### What is being asked
Exact copies of the records below are required.
***
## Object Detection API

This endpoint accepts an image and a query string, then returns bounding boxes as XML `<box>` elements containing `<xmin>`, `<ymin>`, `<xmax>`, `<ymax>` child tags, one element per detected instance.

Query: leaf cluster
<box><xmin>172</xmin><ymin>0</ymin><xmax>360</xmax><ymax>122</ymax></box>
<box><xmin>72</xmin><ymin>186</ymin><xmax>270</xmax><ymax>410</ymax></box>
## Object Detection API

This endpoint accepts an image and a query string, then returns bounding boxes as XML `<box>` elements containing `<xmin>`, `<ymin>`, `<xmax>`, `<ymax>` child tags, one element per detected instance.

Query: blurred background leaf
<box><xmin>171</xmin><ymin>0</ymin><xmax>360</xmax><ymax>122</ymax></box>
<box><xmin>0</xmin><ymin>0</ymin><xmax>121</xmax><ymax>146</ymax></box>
***
### Task response
## Object Detection API

This endpoint accepts an image and a query string, then returns bounding boxes as XML `<box>` elements containing `<xmin>`, `<ymin>`, `<xmax>`, `<ymax>` child tags, one element per detected instance.

Query: leaf cluster
<box><xmin>172</xmin><ymin>0</ymin><xmax>360</xmax><ymax>122</ymax></box>
<box><xmin>72</xmin><ymin>186</ymin><xmax>270</xmax><ymax>410</ymax></box>
## Object Detection API

This endpoint accepts an image and a query string, then returns bounding boxes as XML `<box>` elements containing `<xmin>`, `<ymin>`, `<xmax>`, `<ymax>` child tags, one element per detected instance.

Query: blurred background leaf
<box><xmin>171</xmin><ymin>0</ymin><xmax>360</xmax><ymax>122</ymax></box>
<box><xmin>0</xmin><ymin>0</ymin><xmax>121</xmax><ymax>146</ymax></box>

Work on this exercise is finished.